Passage:
· · · · ·

ADL Officially Apologies for Opposing Park51 Mosque

In 2010, the ADL released a statement supporting efforts to ban construction of a mosque and Islamic community center in south Manhattan, claiming it was allegedly insensitive to the victims of 9/11. It was a grotesque incident of ADL-approved religious discrimination, and has been a stain on the organization's legacy ever since.

Today, ADL head Jonathan Greenblatt has officially apologized for his organization's stance: "we were wrong, plain and simple."

This was the right thing to do. It was the right thing to do one day after the ADL's discriminatory foray into the controversy, but it's never too late to do the right thing. Indeed, it perhaps would have been easy to simply try and forget this ever happened -- let it recede into the background, a bit of embarrassing old news under the ancien régime, but never bring it up again. Yet the ADL decided -- mostly, it seems, of its own accord -- to raise it again (and open themselves up to a wave of "too lates" and "whatabouts..." and this that and the other) by way of apology. That's worthwhile, and worthy of praise.

So -- well done, ADL.

Two notes though:

1) Acknowledging one's wrong and apologizing for it is an important part of teshuvah. Another part, at least if not more essential, is reflecting on what led you astray in the first place so that you don't do it again. I hope the ADL, in recognizing that it was "wrong, plain and simple," is thinking internally about what made it go wrong, and reflecting on what it needs to alter about it self to ensure that it never again indulges naked bigotry again.

· · · · ·

Available data:
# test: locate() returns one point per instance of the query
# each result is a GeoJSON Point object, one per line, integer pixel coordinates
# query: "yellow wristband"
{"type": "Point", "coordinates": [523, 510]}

· · · · ·

Continue the post about the ADL's apology for opposing the Park51 mosque, picking up after its first note.

Exercise response:
2) How many other civil rights organizations can you think of that have released a statement like this, on any topic, admitting any mistake? Surely, the ADL is not the only one that has made errors deserving repentance. But I struggle to think of another prominent organization actually taking ownership of its wrong (at least, a wrong committed with recent memory). It is a dangerous fact about contemporary discourse that we often treat those who apologize for their wrongs worse than those who brashly ignore them and carry forward. This is something we should not do, and before anyone crows about the ADL being so terrible it had to apologize, think about what it says about all the other organizations out there, who have had their own indulgences into racism or antisemitism or misogyny or Islamophobia, who maintain a studious silence -- hoping everyone forgets, hoping it recedes from memory as "old news".